» TASK REQUIREMENTS:
The full set of entries must be copied exactly.

» DATA TO EXAMINE:
•••

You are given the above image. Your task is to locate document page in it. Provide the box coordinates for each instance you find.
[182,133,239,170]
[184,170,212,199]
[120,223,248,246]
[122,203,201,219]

•••

» RESULT FOR THIS EXERCISE:
You are given the above image. Your task is to locate document page in it. Provide the box coordinates for each instance you find.
[182,133,239,170]
[184,170,212,199]
[120,223,248,246]
[122,203,201,219]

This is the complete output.